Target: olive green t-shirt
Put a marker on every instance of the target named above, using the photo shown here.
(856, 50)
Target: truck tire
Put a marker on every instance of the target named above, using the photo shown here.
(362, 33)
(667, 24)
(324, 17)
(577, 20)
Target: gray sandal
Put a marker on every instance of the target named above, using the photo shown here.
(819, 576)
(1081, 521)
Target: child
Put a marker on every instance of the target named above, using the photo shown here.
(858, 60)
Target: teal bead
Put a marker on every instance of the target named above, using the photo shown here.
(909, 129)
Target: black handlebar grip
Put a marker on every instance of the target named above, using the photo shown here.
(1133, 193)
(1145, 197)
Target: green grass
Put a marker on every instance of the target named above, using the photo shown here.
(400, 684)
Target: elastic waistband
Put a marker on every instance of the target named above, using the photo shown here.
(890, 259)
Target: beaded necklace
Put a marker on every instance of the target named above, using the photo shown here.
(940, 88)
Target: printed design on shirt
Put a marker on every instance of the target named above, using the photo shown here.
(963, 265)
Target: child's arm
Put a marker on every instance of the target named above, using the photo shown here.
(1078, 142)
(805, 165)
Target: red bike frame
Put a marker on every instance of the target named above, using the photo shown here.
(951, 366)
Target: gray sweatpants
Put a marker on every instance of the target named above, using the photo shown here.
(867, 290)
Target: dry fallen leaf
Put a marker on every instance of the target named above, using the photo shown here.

[Task directions]
Rewrite all of the rows above, substituting "dot" for every occurrence of "marker" and changing nothing else.

[The result]
Target: olive green t-shirt
Put a dot on every instance of the target named above, using the photo shown here.
(856, 50)
Target: truck tire
Put a dot on every instance of the target named above, using the photo shown here.
(362, 33)
(667, 24)
(324, 17)
(577, 20)
Target: gray sandal
Put a dot on every instance of the target named above, using the photo shown here.
(819, 576)
(1081, 521)
Target: child
Put a dot on every instance of the target named above, using the photo shown here.
(858, 60)
Target: teal bead
Put a dot on every instance of the target named above, using the photo shown here.
(909, 129)
Target: black handlebar grip
Put a dot on every instance of the target named above, using the photo shown here.
(1133, 193)
(1145, 197)
Target: green grass
Put a dot on every instance of the target named above, using the photo shown here.
(400, 684)
Target: elastic waistband
Put a dot on every instance of the target named above, using the photo shown here.
(890, 259)
Target: beaded necklace
Put a dot on every instance of the target named above, using the photo shown here.
(940, 88)
Target: printed design on shirt
Put a dot on every instance of the target named above, using the photo shown here.
(963, 265)
Target: child's arm
Put a dot on every instance of the target named above, using the photo shown here.
(1078, 142)
(805, 165)
Target: red bike frame
Put a dot on every instance of the target named above, using the photo shown here.
(951, 366)
Target: gray sweatpants
Put a dot on every instance of the target named above, using the photo shown here.
(867, 290)
Target: dry fallen leaf
Put a dot on every instance of the target named above, using the photo shown here.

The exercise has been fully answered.